*Fachartikel:*
——————
BAG: Betriebsrentenanpassung in der durch Geschäftsveräußerung entstandenen „Rentnergesellschaft“

Überraschender Weise hat das Bundesarbeitsgericht 2014 entschieden, dass die Anforderungen an eine finanzielle Ausstattung einer sogenannten „Rentnergesellschaft“ dann nicht gelten, wenn die Rentnergesellschaft nicht durch Übertragung der Pensionsverbindlichkeiten, sondern durch Übertragung des Geschäftsbetriebs unter Verbleib der Pensionsverbindlichkeiten entsteht.

Mit seinem Urteil vom 11. März 2008 (Az.: 3 AZR 358/06) hatte das Bundesarbeitsgericht (BAG) klargestellt, dass eine durch Ausgliederung der Versorgungsverbindlichkeiten entstehende „Rentner-GmbH” ausreichend mit finanziellen Mitteln ausgestattet sein muss, um die auf sie ausgegliederten Versorgungsverbindlichkeiten erfüllen zu können. Die finanzielle Ausstattung muss nach den Ausführungen des BAG neben der Auszahlung der laufenden Renten auch die Vornahme von Anpassungen nach § 16 BetrAVG ermöglichen. Eine ungenügende Ausstattung kann zu Schadensersatzansprüchen der Rentner führen. Nun hat das BAG in seinem Urteil vom 17. Juni 2014 (Az.: 3 AZR 298/13, DStR 2014, S. 2350) überraschender Weise entschieden, dass diese Anforderungen an die Kapitalausstattung nicht gelten, wenn die Rentnergesellschaft nicht durch Übertragung der Versorgungsverbindlichkeiten selbst, sondern („umgekehrt“) durch Übertragung des gesamten Geschäftsbetriebs auf eine andere Konzerngesellschaft nach § 613 a BGB geschaffen wird, wodurch beim übertragenden Unternehmen lediglich die Versorgungsverpflichtungen gegenüber den Rentnern zurückbleiben. In diesem Fall könne sich der Veräußerer nach dem Urteil des BAG auch dann auf eine für eine Betriebsrentenanpassung nach § 16 Absatz 1 und Absatz 2 BetrAVG nicht ausreichende Leistungsfähigkeit berufen, wenn die Rentnergesellschaft nicht so ausgestattet wurde, dass sie auch zu den gesetzlich vorgesehenen Anpassungen in der Lage ist.

Sachverhalt

Der Kläger klagte auf Zahlung einer nach § 16 BetrAVG angepassten Betriebsrente, da ihm die Anpassung seiner Betriebsrente unter Verweis auf die mangelnde wirtschaftliche Leistungsfähigkeit seines ehemaligen Arbeitgebers, einer Gesellschaft eines Versicherungskonzerns, verwehrt worden war. Nach dem Renteneintritt des Klägers war eine Umstrukturierung innerhalb des Konzerns erfolgt, in deren Rahmen die Gesellschaft, bei der er zuletzt beschäftigt gewesen war, ihren Geschäftsbereich mit den dazugehörigen Vermögensgegenständen auf mehrere Nachfolgegesellschaften übertrug. Die Arbeitsverhältnisse der aktiven Arbeitnehmer gingen nach § 613a BGB auf diese Gesellschaften über und lediglich die Pensionsverbindlichkeiten gegenüber den Betriebsrentnern und mit unverfallbaren Anwartschaften ausgeschiedenen Mitarbeitern verblieben bei der Gesellschaft, die fortan keine eigenen Mitarbeiter mehr beschäftigte. Ihre geschäftlichen Aktivitäten beschränkten sich in der Folge auf die Verwaltung des eigenen Vermögens.
——————
*Bereitgestellte Daten:*
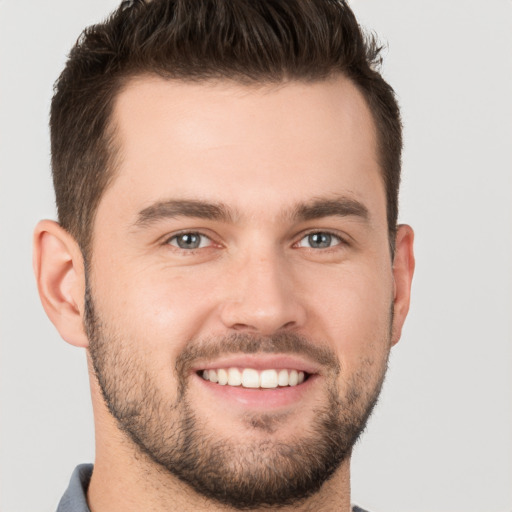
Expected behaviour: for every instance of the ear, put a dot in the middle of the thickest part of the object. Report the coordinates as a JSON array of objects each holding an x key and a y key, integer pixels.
[
  {"x": 59, "y": 269},
  {"x": 403, "y": 270}
]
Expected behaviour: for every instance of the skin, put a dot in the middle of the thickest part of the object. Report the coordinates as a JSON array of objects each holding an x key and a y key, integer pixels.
[{"x": 261, "y": 152}]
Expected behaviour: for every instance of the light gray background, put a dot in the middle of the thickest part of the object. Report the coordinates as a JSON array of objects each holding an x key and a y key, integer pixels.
[{"x": 440, "y": 440}]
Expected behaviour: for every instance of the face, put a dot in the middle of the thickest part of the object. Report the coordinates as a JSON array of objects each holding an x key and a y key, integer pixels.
[{"x": 240, "y": 288}]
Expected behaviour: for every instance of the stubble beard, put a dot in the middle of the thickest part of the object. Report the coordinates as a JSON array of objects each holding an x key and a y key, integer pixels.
[{"x": 264, "y": 473}]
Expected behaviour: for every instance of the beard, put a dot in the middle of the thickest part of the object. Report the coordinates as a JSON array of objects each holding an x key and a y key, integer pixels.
[{"x": 264, "y": 472}]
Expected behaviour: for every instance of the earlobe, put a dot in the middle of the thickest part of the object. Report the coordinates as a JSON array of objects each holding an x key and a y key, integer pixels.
[
  {"x": 403, "y": 270},
  {"x": 59, "y": 270}
]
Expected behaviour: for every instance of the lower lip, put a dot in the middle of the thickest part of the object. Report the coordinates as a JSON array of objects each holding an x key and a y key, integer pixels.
[{"x": 260, "y": 398}]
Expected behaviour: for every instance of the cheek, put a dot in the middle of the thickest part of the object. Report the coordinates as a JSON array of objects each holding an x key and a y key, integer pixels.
[
  {"x": 354, "y": 312},
  {"x": 158, "y": 309}
]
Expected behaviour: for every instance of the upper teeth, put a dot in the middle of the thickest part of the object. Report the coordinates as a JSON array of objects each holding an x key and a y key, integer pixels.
[{"x": 250, "y": 378}]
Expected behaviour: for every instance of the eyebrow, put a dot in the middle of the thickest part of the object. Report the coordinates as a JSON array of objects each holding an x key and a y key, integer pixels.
[
  {"x": 183, "y": 208},
  {"x": 339, "y": 207},
  {"x": 315, "y": 209}
]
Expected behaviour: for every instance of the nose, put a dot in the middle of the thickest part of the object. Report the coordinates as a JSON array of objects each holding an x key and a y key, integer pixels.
[{"x": 263, "y": 297}]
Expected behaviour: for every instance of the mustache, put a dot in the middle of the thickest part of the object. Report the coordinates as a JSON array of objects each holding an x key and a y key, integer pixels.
[{"x": 245, "y": 343}]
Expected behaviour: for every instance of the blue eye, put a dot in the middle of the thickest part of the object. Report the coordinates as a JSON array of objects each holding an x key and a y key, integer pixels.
[
  {"x": 319, "y": 240},
  {"x": 190, "y": 241}
]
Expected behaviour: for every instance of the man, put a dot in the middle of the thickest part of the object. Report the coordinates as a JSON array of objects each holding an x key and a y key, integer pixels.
[{"x": 227, "y": 251}]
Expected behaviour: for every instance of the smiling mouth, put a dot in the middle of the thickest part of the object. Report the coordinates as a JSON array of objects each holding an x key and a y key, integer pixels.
[{"x": 254, "y": 379}]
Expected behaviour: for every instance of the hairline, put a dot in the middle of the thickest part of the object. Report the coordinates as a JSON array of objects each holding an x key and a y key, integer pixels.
[{"x": 111, "y": 144}]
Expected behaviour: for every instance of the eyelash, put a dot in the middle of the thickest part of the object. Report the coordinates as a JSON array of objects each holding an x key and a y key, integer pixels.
[{"x": 341, "y": 241}]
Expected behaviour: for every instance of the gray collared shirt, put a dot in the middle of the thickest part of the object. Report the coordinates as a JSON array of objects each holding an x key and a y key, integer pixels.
[{"x": 74, "y": 499}]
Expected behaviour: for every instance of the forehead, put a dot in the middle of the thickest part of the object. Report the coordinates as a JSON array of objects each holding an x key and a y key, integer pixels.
[{"x": 242, "y": 145}]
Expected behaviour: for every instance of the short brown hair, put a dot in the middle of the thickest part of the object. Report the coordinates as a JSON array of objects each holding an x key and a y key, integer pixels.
[{"x": 249, "y": 41}]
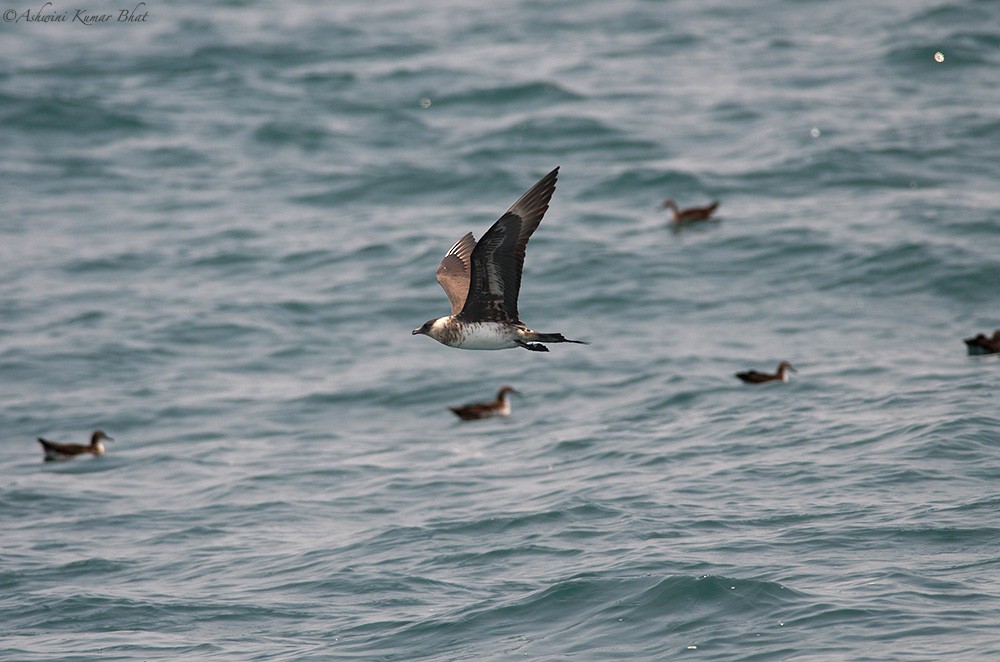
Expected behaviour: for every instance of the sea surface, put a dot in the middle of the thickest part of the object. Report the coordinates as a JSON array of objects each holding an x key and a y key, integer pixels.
[{"x": 220, "y": 223}]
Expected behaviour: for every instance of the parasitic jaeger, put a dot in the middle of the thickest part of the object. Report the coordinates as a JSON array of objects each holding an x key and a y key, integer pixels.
[
  {"x": 482, "y": 281},
  {"x": 691, "y": 214},
  {"x": 479, "y": 410},
  {"x": 755, "y": 377},
  {"x": 57, "y": 451}
]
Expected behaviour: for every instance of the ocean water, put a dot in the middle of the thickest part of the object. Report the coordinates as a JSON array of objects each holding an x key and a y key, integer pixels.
[{"x": 220, "y": 224}]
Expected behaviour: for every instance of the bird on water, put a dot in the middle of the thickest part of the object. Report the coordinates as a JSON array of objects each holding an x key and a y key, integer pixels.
[
  {"x": 482, "y": 281},
  {"x": 981, "y": 344},
  {"x": 755, "y": 377},
  {"x": 691, "y": 214},
  {"x": 479, "y": 410},
  {"x": 56, "y": 451}
]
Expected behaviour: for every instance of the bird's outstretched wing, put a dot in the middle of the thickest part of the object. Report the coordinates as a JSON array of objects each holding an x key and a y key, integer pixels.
[
  {"x": 498, "y": 258},
  {"x": 453, "y": 273}
]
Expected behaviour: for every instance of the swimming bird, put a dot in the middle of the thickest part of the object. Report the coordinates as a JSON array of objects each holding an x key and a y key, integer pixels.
[
  {"x": 478, "y": 410},
  {"x": 691, "y": 214},
  {"x": 983, "y": 345},
  {"x": 56, "y": 451},
  {"x": 755, "y": 377},
  {"x": 482, "y": 281}
]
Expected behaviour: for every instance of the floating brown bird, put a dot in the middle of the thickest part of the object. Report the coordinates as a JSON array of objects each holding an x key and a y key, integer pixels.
[
  {"x": 56, "y": 451},
  {"x": 482, "y": 281},
  {"x": 983, "y": 345},
  {"x": 691, "y": 214},
  {"x": 755, "y": 377},
  {"x": 499, "y": 407}
]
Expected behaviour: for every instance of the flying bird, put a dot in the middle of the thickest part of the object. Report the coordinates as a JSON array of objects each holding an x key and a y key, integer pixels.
[
  {"x": 691, "y": 214},
  {"x": 478, "y": 410},
  {"x": 57, "y": 451},
  {"x": 755, "y": 377},
  {"x": 482, "y": 281}
]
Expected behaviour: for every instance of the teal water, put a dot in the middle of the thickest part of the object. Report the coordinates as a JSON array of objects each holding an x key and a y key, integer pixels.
[{"x": 219, "y": 226}]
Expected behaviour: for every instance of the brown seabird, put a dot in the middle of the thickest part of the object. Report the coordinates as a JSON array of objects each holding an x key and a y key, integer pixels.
[
  {"x": 691, "y": 214},
  {"x": 755, "y": 377},
  {"x": 984, "y": 345},
  {"x": 482, "y": 281},
  {"x": 56, "y": 451},
  {"x": 478, "y": 410}
]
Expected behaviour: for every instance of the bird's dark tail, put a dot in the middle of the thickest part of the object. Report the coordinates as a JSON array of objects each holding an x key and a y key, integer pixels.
[{"x": 552, "y": 337}]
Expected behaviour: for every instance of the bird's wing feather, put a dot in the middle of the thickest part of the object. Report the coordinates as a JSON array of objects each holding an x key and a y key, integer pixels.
[
  {"x": 498, "y": 258},
  {"x": 453, "y": 273}
]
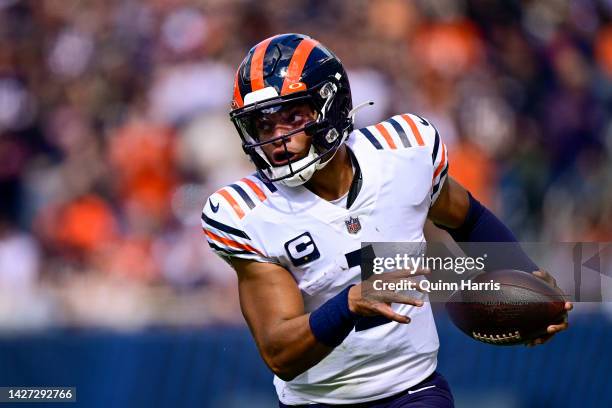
——————
*Aufgaben:*
1. Beantworten Sie zum Artikel über die Rentnergesellschaft folgende Fragen:
(a) Welches Aktenzeichen trägt das Urteil des BAG vom 11. März 2008?
(b) Was muss die finanzielle Ausstattung laut BAG neben der Auszahlung der laufenden Renten noch ermöglichen?
(c) Worauf beschränkten sich die geschäftlichen Aktivitäten der Gesellschaft nach der Umstrukturierung?
2. Führen Sie den Artikel über die Rentnergesellschaft im Anschluss an seinen letzten Satz weiter.

*Lösungen:*
1.
(a) 3 AZR 358/06
(b) Die Vornahme von Anpassungen nach § 16 BetrAVG
(c) Auf die Verwaltung des eigenen Vermögens

2.
Entscheidung

Das BAG stellt zunächst fest, dass grundsätzlich auch sogenannte Rentnergesellschaften eine Anpassung der Betriebsrenten nach § 16 Absatz 1 und Absatz 2 BetrAVG zu prüfen haben, wobei auch diese nicht verpflichtet sind, die Kosten für die Betriebsrentenanpassung aus ihrer Vermögenssubstanz aufzubringen. Auch ihnen sei eine angemessene Eigenkapitalverzinsung zuzubilligen. Allerdings sei bei Rentner- und Abwicklungsgesellschaften eine Eigenkapitalverzinsung angemessen, die der Umlaufrendite öffentlicher Anleihen entspricht. Für einen Zuschlag von 2 %, wie er bei werbenden Unternehmen vorzunehmen ist, deren in das Unternehmen investiertes Eigenkapital einem erhöhten Risiko ausgesetzt ist, bestehe kein Anlass.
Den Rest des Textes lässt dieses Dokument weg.